Records shown:
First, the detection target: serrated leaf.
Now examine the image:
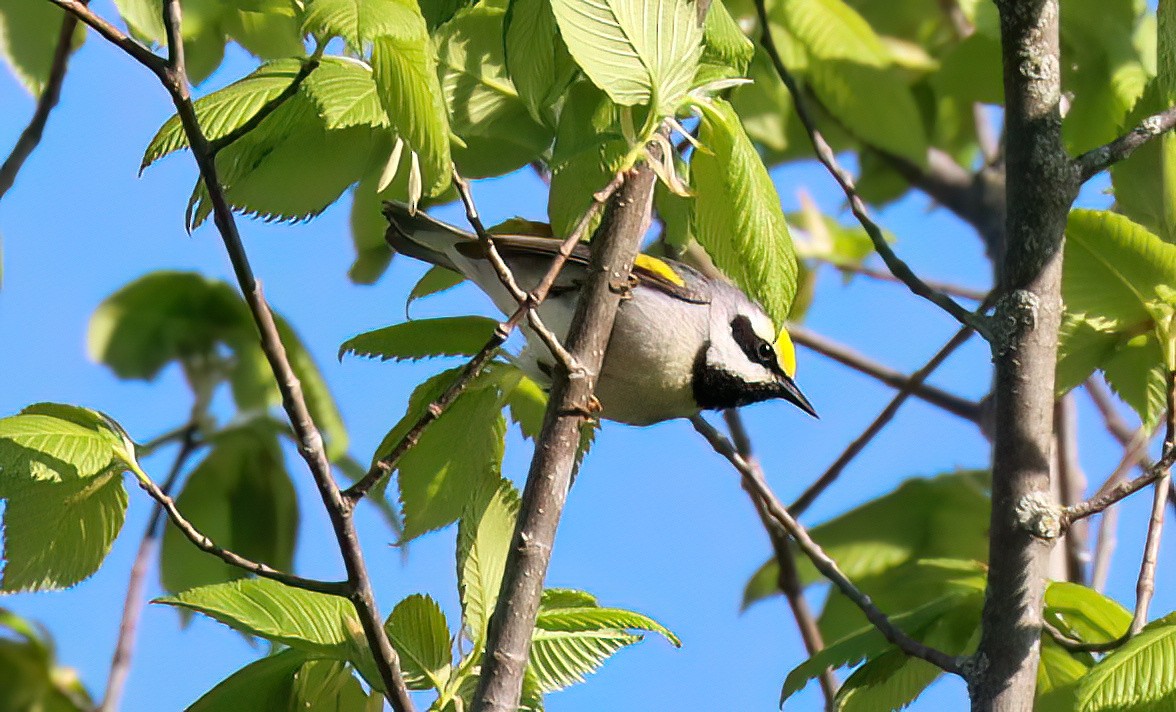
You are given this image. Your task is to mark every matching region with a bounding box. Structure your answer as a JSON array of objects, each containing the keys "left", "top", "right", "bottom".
[
  {"left": 1077, "top": 613, "right": 1176, "bottom": 712},
  {"left": 743, "top": 472, "right": 991, "bottom": 606},
  {"left": 0, "top": 474, "right": 127, "bottom": 592},
  {"left": 339, "top": 317, "right": 499, "bottom": 361},
  {"left": 457, "top": 480, "right": 519, "bottom": 645},
  {"left": 690, "top": 99, "right": 797, "bottom": 326},
  {"left": 160, "top": 428, "right": 299, "bottom": 593},
  {"left": 302, "top": 0, "right": 425, "bottom": 54},
  {"left": 152, "top": 579, "right": 367, "bottom": 660},
  {"left": 372, "top": 20, "right": 452, "bottom": 195},
  {"left": 434, "top": 5, "right": 553, "bottom": 178},
  {"left": 373, "top": 368, "right": 506, "bottom": 541},
  {"left": 86, "top": 272, "right": 252, "bottom": 380},
  {"left": 301, "top": 55, "right": 395, "bottom": 129},
  {"left": 188, "top": 648, "right": 310, "bottom": 712},
  {"left": 1034, "top": 636, "right": 1090, "bottom": 712},
  {"left": 503, "top": 0, "right": 579, "bottom": 124},
  {"left": 552, "top": 0, "right": 702, "bottom": 117},
  {"left": 0, "top": 0, "right": 79, "bottom": 97},
  {"left": 139, "top": 59, "right": 302, "bottom": 171},
  {"left": 385, "top": 593, "right": 450, "bottom": 691},
  {"left": 702, "top": 0, "right": 755, "bottom": 76}
]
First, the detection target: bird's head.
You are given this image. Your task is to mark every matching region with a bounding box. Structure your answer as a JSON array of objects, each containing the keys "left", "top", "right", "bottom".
[{"left": 694, "top": 288, "right": 816, "bottom": 418}]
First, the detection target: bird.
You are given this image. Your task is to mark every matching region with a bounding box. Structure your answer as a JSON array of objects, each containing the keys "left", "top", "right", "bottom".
[{"left": 383, "top": 201, "right": 817, "bottom": 426}]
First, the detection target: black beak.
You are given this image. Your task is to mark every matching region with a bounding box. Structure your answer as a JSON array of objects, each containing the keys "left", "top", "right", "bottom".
[{"left": 780, "top": 375, "right": 821, "bottom": 420}]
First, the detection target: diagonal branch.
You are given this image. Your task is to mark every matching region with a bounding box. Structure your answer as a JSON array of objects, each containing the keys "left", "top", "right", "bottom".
[
  {"left": 1074, "top": 106, "right": 1176, "bottom": 182},
  {"left": 0, "top": 13, "right": 78, "bottom": 200},
  {"left": 788, "top": 326, "right": 980, "bottom": 517},
  {"left": 690, "top": 415, "right": 963, "bottom": 676},
  {"left": 473, "top": 157, "right": 660, "bottom": 712},
  {"left": 343, "top": 174, "right": 623, "bottom": 506},
  {"left": 788, "top": 324, "right": 983, "bottom": 424},
  {"left": 755, "top": 0, "right": 988, "bottom": 339},
  {"left": 723, "top": 410, "right": 838, "bottom": 710},
  {"left": 49, "top": 0, "right": 414, "bottom": 712}
]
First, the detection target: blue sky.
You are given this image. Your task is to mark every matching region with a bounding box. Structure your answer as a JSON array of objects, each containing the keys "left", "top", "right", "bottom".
[{"left": 0, "top": 8, "right": 1176, "bottom": 712}]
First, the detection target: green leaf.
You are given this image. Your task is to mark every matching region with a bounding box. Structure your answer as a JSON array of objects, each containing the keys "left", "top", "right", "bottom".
[
  {"left": 86, "top": 272, "right": 256, "bottom": 380},
  {"left": 302, "top": 0, "right": 425, "bottom": 54},
  {"left": 1077, "top": 613, "right": 1176, "bottom": 712},
  {"left": 457, "top": 480, "right": 519, "bottom": 645},
  {"left": 780, "top": 593, "right": 969, "bottom": 705},
  {"left": 1034, "top": 636, "right": 1090, "bottom": 712},
  {"left": 405, "top": 265, "right": 466, "bottom": 312},
  {"left": 0, "top": 468, "right": 127, "bottom": 592},
  {"left": 385, "top": 593, "right": 452, "bottom": 692},
  {"left": 372, "top": 14, "right": 452, "bottom": 195},
  {"left": 435, "top": 5, "right": 553, "bottom": 178},
  {"left": 690, "top": 99, "right": 797, "bottom": 326},
  {"left": 339, "top": 317, "right": 499, "bottom": 361},
  {"left": 0, "top": 0, "right": 79, "bottom": 97},
  {"left": 152, "top": 579, "right": 367, "bottom": 660},
  {"left": 528, "top": 597, "right": 681, "bottom": 692},
  {"left": 743, "top": 472, "right": 991, "bottom": 605},
  {"left": 160, "top": 428, "right": 299, "bottom": 593},
  {"left": 300, "top": 55, "right": 395, "bottom": 131},
  {"left": 503, "top": 0, "right": 579, "bottom": 124},
  {"left": 0, "top": 402, "right": 138, "bottom": 498},
  {"left": 547, "top": 81, "right": 629, "bottom": 237},
  {"left": 702, "top": 0, "right": 755, "bottom": 76},
  {"left": 373, "top": 368, "right": 506, "bottom": 541},
  {"left": 188, "top": 648, "right": 310, "bottom": 712},
  {"left": 187, "top": 92, "right": 376, "bottom": 224},
  {"left": 552, "top": 0, "right": 702, "bottom": 117}
]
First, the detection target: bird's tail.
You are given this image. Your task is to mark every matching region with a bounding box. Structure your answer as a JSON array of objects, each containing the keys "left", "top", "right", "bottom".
[{"left": 383, "top": 200, "right": 476, "bottom": 273}]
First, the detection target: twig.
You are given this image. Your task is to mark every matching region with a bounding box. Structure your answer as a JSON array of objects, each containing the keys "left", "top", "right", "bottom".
[
  {"left": 788, "top": 326, "right": 978, "bottom": 517},
  {"left": 755, "top": 0, "right": 989, "bottom": 339},
  {"left": 690, "top": 415, "right": 963, "bottom": 677},
  {"left": 343, "top": 170, "right": 623, "bottom": 506},
  {"left": 833, "top": 264, "right": 988, "bottom": 301},
  {"left": 100, "top": 424, "right": 200, "bottom": 712},
  {"left": 208, "top": 44, "right": 326, "bottom": 157},
  {"left": 0, "top": 13, "right": 78, "bottom": 200},
  {"left": 453, "top": 167, "right": 578, "bottom": 372},
  {"left": 788, "top": 324, "right": 983, "bottom": 424},
  {"left": 49, "top": 0, "right": 415, "bottom": 712},
  {"left": 723, "top": 410, "right": 838, "bottom": 710},
  {"left": 473, "top": 157, "right": 657, "bottom": 712},
  {"left": 1054, "top": 393, "right": 1090, "bottom": 584},
  {"left": 1074, "top": 106, "right": 1176, "bottom": 182}
]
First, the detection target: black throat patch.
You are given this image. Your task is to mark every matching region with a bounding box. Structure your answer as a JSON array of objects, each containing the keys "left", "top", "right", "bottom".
[{"left": 694, "top": 341, "right": 783, "bottom": 410}]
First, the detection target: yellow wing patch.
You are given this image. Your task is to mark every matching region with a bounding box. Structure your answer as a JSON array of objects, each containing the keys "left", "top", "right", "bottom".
[
  {"left": 633, "top": 252, "right": 686, "bottom": 287},
  {"left": 776, "top": 328, "right": 796, "bottom": 378}
]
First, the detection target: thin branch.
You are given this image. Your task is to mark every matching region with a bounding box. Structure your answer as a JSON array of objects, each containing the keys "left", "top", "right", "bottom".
[
  {"left": 788, "top": 324, "right": 983, "bottom": 424},
  {"left": 48, "top": 0, "right": 167, "bottom": 79},
  {"left": 690, "top": 415, "right": 963, "bottom": 677},
  {"left": 473, "top": 157, "right": 659, "bottom": 712},
  {"left": 135, "top": 461, "right": 350, "bottom": 597},
  {"left": 1054, "top": 393, "right": 1090, "bottom": 584},
  {"left": 1075, "top": 106, "right": 1176, "bottom": 182},
  {"left": 723, "top": 410, "right": 838, "bottom": 710},
  {"left": 208, "top": 49, "right": 326, "bottom": 157},
  {"left": 100, "top": 424, "right": 200, "bottom": 712},
  {"left": 49, "top": 0, "right": 415, "bottom": 712},
  {"left": 788, "top": 326, "right": 978, "bottom": 517},
  {"left": 343, "top": 169, "right": 623, "bottom": 506},
  {"left": 833, "top": 264, "right": 988, "bottom": 301},
  {"left": 755, "top": 0, "right": 988, "bottom": 339},
  {"left": 0, "top": 13, "right": 78, "bottom": 200}
]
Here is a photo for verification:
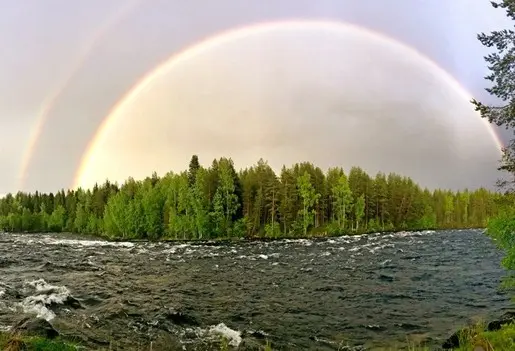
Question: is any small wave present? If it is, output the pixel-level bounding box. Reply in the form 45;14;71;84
181;323;242;347
209;323;241;347
19;279;70;321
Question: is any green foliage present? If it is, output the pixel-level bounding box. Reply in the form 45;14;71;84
297;171;320;235
472;0;515;191
0;333;79;351
0;157;513;240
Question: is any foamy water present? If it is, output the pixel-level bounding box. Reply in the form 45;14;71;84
0;231;509;350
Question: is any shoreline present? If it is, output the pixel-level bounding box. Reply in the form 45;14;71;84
0;227;486;246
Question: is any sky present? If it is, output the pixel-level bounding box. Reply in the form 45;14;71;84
0;0;512;194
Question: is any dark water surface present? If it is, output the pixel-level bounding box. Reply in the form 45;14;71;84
0;230;509;350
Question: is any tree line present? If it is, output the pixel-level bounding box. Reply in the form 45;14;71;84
0;155;502;240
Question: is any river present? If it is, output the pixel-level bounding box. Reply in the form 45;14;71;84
0;230;509;350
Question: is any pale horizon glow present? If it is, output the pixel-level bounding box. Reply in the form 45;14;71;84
18;0;141;189
73;20;501;188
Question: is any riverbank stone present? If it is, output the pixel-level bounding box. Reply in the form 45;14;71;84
11;317;59;339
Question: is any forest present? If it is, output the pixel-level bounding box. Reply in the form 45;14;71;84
0;155;504;240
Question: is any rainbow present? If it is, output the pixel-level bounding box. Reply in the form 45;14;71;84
18;0;142;190
72;19;502;188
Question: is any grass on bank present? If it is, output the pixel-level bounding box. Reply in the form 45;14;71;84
4;323;515;351
0;333;78;351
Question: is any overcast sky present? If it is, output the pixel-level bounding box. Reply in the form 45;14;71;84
0;0;511;193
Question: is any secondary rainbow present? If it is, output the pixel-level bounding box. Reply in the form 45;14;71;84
72;19;503;188
18;0;142;190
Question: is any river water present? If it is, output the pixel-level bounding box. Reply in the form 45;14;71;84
0;230;509;350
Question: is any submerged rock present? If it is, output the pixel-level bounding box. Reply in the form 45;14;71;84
442;331;461;350
166;308;198;325
486;311;515;331
11;317;59;339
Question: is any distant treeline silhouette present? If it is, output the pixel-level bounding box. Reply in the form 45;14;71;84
0;155;503;240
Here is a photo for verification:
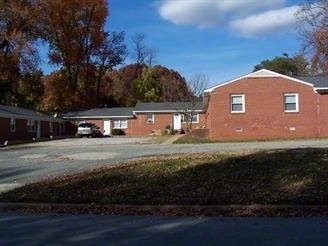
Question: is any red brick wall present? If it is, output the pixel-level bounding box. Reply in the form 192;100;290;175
207;77;322;141
0;118;36;141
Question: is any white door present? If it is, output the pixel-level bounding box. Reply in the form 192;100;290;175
173;113;181;130
104;120;110;136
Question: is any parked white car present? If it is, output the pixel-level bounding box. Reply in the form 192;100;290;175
76;123;103;138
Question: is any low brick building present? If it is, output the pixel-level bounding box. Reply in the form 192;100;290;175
204;69;328;141
61;102;206;136
0;105;66;144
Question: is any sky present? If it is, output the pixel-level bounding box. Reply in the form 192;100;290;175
105;0;301;87
41;0;302;87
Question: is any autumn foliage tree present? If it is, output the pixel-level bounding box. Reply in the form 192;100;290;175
102;64;193;107
0;0;43;107
37;0;126;108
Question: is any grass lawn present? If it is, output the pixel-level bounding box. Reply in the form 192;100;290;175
0;149;328;209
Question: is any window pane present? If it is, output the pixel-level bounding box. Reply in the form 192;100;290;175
231;104;243;111
285;95;296;103
232;96;243;104
285;103;296;111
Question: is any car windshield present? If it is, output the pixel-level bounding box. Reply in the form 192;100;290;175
79;123;95;127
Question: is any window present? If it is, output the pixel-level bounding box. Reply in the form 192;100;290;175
230;94;245;113
113;120;128;129
284;93;298;113
182;113;198;123
146;114;155;124
10;119;16;132
49;121;54;133
27;120;35;132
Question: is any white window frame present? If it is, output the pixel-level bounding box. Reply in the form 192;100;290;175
49;121;54;133
10;118;16;132
26;120;35;132
145;113;155;124
283;93;299;113
113;120;128;129
182;112;199;124
230;94;245;114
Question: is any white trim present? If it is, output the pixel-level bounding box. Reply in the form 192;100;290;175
62;115;133;120
204;69;314;92
113;120;128;129
181;112;199;124
284;92;299;113
133;109;203;114
145;113;155;125
230;94;246;114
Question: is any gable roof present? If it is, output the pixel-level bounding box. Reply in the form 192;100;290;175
133;101;203;113
204;69;314;93
0;105;58;121
296;75;328;89
60;107;133;119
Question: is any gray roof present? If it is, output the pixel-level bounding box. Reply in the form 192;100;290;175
295;75;328;88
60;108;133;119
0;105;61;121
133;101;203;112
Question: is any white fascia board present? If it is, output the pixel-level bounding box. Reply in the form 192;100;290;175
204;69;313;93
133;109;203;114
62;115;133;119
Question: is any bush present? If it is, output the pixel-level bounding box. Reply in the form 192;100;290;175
112;129;125;136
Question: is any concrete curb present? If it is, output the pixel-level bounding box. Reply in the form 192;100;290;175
0;202;328;217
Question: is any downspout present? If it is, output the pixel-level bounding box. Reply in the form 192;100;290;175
316;92;321;137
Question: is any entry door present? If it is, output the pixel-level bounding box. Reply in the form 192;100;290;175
104;120;110;136
173;113;181;130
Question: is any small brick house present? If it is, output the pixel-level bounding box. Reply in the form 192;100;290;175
60;108;134;136
131;102;206;136
204;69;328;141
61;102;206;136
0;105;66;144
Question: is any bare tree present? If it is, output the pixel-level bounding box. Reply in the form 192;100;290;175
131;33;157;74
177;74;208;132
297;0;328;73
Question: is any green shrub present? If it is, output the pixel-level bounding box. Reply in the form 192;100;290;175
112;129;125;136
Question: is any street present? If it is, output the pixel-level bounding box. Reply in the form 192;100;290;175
0;138;328;246
0;213;328;246
0;137;328;192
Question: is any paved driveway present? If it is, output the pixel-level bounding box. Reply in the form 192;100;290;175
0;213;328;246
0;137;328;192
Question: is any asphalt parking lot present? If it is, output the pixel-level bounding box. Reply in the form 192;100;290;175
0;138;328;246
0;137;328;192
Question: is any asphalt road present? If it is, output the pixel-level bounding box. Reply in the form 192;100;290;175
0;138;328;192
0;213;328;246
0;138;328;246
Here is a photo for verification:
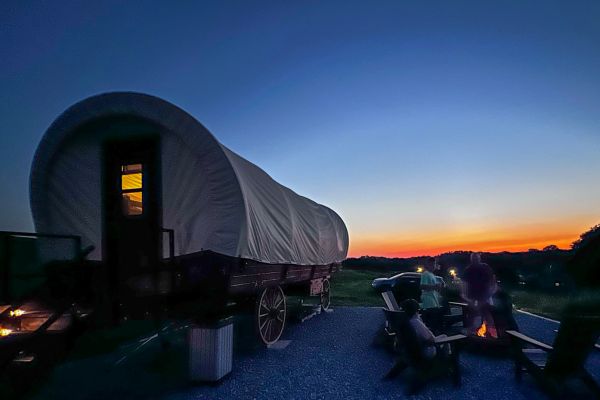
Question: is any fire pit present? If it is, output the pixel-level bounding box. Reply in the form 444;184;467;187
464;291;519;355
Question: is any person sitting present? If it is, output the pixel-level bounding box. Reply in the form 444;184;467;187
400;299;447;359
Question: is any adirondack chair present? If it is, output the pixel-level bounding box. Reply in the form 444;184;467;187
506;315;600;399
383;308;466;394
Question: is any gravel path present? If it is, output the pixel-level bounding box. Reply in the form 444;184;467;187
32;307;600;400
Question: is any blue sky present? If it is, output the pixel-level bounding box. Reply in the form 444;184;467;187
0;1;600;255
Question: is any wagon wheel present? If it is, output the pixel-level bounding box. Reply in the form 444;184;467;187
256;286;286;345
321;279;331;310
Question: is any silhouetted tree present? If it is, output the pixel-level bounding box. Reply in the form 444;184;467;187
542;244;559;251
571;224;600;250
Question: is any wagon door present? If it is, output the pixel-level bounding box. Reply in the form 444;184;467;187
103;139;162;318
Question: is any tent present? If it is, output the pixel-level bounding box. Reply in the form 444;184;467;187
30;92;348;265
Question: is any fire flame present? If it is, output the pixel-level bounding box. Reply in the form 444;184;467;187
0;328;12;336
477;321;487;337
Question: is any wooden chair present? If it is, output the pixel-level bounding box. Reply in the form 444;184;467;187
383;308;466;394
506;315;600;399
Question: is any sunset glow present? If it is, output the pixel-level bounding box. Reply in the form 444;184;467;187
349;219;592;257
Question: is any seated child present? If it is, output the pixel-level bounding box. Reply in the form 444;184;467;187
400;299;446;359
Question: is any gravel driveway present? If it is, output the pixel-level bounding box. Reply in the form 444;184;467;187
36;307;600;400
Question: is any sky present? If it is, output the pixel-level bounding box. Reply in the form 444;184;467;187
0;0;600;256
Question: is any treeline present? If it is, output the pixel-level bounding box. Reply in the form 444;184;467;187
343;249;573;290
343;224;600;290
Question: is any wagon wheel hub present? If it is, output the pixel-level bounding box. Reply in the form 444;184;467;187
256;286;286;345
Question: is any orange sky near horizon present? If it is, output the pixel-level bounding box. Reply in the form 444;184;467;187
348;218;596;257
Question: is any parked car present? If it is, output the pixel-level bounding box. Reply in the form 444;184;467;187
371;272;421;303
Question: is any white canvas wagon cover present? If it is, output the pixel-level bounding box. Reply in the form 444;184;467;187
30;92;348;265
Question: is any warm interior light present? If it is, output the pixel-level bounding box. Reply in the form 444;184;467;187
8;309;25;317
477;321;487;337
121;164;144;215
121;172;142;190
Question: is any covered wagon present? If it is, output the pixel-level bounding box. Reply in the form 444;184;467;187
30;93;348;343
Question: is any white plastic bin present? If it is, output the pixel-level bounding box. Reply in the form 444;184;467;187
188;318;233;382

Required task:
Render the records as a numbered list, starting with the line that contains "Question: is any adirondack" and going on through the line that contains "36;307;600;400", both ends included. Leave out any blank lines.

Reply:
1. Question: is any adirondack chair present? If it is, output the pixel-level bounding box. Reply in the form 444;184;467;187
2. 506;315;600;399
3. 383;308;466;394
4. Question: is any gravel path present? If it is, output the pixel-level bounding box. Reply in the form 444;184;467;187
5. 32;307;600;400
6. Question: is any blue sky present? If it is, output the pixel-level bounding box. Reply in the form 444;184;467;187
7. 0;1;600;255
8. Question: is any wagon wheel present? If it is, output the pixel-level bounding box. Reply in the form 444;184;467;187
9. 256;286;286;345
10. 321;279;331;310
11. Question: is any silhouetted tree present? If it is, output the pixel-level bounding box. Reply in the form 444;184;467;187
12. 542;244;559;251
13. 571;224;600;250
14. Question: is any wagon door present? If it is, output the pixel-level bounding box. Reply in the form 444;184;467;187
15. 103;139;162;318
16. Question: is any tent present? If it is, output the pixel-level bounding box. Reply in the form 444;184;467;187
17. 30;92;348;265
18. Question: is any fire flame present? If it is, output the pixel-level bounding box. Reply in the form 444;184;467;187
19. 0;328;12;336
20. 477;321;487;337
21. Question: is any wooden chair present? If it is, output the pixel-level bounding box. Reply in the form 444;184;467;187
22. 383;308;466;394
23. 506;315;600;399
24. Question: is any sunset glow present? If it is, output the pixel-level bounding box. Reply in the form 444;184;467;187
25. 349;219;592;257
26. Question: is any seated child present? If it is, output the pixel-level bounding box. Reply in the form 444;184;467;187
27. 400;299;446;359
28. Question: is any gravel driveway present? If it is, output the pixel-level bounding box. Reply in the form 444;184;467;187
29. 36;307;600;400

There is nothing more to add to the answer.